(Stated problem) Echo every entry from the line containing "Spot white chest fur here." down to the line containing "[1036,658,1280,848]", both of those lines included, and nothing else.

(Input records)

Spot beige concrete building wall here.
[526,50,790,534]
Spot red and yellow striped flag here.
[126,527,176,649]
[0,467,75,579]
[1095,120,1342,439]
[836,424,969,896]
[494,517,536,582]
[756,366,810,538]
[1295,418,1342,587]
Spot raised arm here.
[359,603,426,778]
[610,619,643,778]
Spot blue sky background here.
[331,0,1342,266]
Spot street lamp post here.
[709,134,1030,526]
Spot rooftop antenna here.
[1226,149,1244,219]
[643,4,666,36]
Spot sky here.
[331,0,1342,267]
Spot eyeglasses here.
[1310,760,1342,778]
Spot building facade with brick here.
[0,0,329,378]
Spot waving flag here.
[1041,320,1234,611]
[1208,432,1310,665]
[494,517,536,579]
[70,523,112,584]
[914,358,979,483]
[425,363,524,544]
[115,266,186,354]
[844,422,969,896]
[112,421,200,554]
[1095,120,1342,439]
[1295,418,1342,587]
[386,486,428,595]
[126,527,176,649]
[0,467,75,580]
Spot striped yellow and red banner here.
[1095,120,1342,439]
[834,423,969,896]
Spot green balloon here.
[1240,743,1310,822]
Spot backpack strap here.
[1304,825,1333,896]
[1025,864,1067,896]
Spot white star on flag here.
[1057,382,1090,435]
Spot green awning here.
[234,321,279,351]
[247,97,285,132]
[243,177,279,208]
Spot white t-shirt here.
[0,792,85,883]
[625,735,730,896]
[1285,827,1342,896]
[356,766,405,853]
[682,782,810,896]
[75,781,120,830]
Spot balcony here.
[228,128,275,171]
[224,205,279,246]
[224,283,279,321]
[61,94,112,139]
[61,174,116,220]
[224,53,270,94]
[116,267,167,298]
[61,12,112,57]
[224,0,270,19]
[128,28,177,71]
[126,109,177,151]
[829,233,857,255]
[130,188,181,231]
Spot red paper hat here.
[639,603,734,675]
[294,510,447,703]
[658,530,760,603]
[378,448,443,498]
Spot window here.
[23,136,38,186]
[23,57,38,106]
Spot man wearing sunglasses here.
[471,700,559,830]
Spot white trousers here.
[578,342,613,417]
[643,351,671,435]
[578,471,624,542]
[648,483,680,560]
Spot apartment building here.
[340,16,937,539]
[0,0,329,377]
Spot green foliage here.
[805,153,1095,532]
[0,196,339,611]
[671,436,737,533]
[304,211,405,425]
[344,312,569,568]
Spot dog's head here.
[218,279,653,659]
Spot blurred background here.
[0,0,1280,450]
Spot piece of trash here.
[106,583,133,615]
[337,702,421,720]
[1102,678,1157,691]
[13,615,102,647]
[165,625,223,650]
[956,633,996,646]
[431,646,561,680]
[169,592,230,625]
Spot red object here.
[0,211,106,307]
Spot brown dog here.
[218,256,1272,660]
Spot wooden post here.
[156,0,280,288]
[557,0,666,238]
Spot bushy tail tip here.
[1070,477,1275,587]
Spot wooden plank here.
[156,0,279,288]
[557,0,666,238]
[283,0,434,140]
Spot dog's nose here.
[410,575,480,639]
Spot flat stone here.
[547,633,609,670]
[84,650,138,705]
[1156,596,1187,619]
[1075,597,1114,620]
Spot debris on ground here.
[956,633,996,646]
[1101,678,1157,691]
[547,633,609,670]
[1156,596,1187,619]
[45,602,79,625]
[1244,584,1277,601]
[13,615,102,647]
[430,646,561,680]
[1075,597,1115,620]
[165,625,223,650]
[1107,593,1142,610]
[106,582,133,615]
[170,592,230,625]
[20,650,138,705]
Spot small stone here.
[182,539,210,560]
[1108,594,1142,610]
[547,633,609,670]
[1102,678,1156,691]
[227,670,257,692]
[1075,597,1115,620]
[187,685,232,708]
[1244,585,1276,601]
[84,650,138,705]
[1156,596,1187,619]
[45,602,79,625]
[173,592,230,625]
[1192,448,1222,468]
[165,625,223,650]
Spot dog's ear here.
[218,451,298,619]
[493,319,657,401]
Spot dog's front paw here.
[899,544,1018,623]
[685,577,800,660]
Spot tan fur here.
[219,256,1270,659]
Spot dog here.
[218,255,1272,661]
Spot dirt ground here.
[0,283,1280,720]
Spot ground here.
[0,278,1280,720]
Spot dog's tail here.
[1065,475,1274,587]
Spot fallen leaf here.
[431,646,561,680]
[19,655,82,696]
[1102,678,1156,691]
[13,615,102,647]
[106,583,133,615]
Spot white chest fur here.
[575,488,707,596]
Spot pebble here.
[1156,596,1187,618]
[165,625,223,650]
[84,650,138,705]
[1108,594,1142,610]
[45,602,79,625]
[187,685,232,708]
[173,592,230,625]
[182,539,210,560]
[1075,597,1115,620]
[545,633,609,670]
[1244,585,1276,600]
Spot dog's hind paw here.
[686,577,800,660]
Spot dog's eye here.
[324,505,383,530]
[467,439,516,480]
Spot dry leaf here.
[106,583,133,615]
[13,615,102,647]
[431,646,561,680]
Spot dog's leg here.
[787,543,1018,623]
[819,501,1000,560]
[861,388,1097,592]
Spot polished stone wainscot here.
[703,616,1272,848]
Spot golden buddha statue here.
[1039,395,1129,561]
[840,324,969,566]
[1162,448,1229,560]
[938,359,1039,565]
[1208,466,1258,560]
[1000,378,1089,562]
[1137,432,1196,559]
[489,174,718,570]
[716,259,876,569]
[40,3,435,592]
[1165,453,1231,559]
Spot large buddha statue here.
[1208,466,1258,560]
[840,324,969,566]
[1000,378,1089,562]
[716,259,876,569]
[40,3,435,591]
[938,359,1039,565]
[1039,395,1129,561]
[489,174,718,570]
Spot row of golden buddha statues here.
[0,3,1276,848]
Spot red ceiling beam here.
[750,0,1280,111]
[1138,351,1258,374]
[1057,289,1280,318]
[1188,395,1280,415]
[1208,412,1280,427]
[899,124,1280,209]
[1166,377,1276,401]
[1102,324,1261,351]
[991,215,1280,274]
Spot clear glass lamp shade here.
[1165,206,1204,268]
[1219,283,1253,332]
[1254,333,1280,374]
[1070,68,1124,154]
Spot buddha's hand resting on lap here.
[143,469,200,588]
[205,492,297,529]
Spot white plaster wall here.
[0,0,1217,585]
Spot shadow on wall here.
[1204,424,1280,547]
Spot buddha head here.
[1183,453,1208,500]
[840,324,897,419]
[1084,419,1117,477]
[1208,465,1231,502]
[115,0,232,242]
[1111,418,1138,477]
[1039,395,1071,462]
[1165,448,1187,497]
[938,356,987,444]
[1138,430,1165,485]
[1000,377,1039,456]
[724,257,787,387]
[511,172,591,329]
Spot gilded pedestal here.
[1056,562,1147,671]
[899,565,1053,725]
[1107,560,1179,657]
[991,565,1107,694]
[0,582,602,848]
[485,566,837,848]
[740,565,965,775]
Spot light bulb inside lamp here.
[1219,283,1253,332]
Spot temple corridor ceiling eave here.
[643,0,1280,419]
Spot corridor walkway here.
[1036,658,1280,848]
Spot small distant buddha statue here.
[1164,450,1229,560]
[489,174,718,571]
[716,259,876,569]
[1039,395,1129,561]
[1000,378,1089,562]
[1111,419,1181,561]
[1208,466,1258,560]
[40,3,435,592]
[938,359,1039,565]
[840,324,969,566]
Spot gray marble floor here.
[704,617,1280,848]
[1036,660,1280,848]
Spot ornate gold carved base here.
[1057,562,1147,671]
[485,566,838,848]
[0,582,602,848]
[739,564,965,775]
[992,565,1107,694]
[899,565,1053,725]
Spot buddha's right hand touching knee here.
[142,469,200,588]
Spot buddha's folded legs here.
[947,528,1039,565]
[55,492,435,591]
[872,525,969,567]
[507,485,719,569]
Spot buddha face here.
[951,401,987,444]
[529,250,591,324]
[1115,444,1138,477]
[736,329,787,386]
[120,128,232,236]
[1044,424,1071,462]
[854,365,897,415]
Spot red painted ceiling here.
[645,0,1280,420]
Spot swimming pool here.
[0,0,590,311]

(Reply)
Spot white chest fur here.
[575,488,707,596]
Spot pebble here.
[1156,596,1187,618]
[165,625,223,650]
[84,650,138,705]
[1108,594,1142,610]
[45,602,79,625]
[187,685,232,708]
[173,592,230,625]
[182,539,210,560]
[1075,597,1115,620]
[545,633,609,670]
[1244,585,1276,600]
Spot dog's hind paw here.
[686,577,800,660]
Spot dog's eye here.
[324,505,383,530]
[467,439,516,480]
Spot dry leaf here.
[106,583,133,615]
[13,615,102,647]
[431,646,561,680]
Spot dog's leg here.
[787,543,1018,623]
[819,501,1000,560]
[861,388,1097,592]
Spot polished stone wainscot here.
[703,616,1272,848]
Spot golden buddha statue here.
[1039,395,1129,561]
[840,324,969,566]
[1162,448,1229,560]
[938,359,1039,565]
[1208,466,1258,560]
[1000,378,1089,562]
[1137,432,1196,559]
[489,174,718,570]
[716,259,876,569]
[40,3,435,592]
[1165,453,1231,559]
Spot large buddha statue here.
[1208,466,1258,560]
[840,324,969,566]
[1000,378,1089,562]
[716,259,876,569]
[40,3,435,591]
[938,359,1039,565]
[1039,395,1129,561]
[489,174,718,570]
Spot row of golden buddha statues here.
[0,3,1276,848]
Spot red ceiling beam here.
[750,0,1280,111]
[1138,351,1258,374]
[1057,289,1280,318]
[1188,395,1280,415]
[1208,412,1280,427]
[899,124,1280,209]
[1166,377,1276,401]
[1102,324,1261,351]
[991,215,1280,274]
Spot clear glass lamp shade here.
[1165,206,1204,268]
[1219,283,1253,332]
[1254,333,1280,374]
[1070,68,1124,154]
Spot buddha's hand resting on lap here.
[143,469,200,588]
[205,492,297,529]
Spot white plaster wall here.
[0,0,1217,585]
Spot shadow on wall here.
[1204,424,1280,547]
Spot buddha head here.
[1183,453,1208,500]
[840,324,897,419]
[1084,419,1117,477]
[1208,465,1231,502]
[115,0,232,242]
[1111,418,1138,477]
[1039,395,1071,462]
[1165,448,1187,497]
[938,356,987,444]
[1138,430,1165,485]
[1000,377,1039,456]
[724,257,787,387]
[511,172,591,329]
Spot gilded pedestal here.
[1056,562,1147,671]
[899,565,1053,725]
[1107,560,1179,657]
[991,565,1107,694]
[0,582,602,848]
[485,566,837,848]
[740,565,965,775]
Spot light bulb inside lamp here.
[1219,283,1253,332]
Spot temple corridor ceiling eave here.
[643,0,1280,419]
Spot corridor walkway here.
[1036,658,1280,848]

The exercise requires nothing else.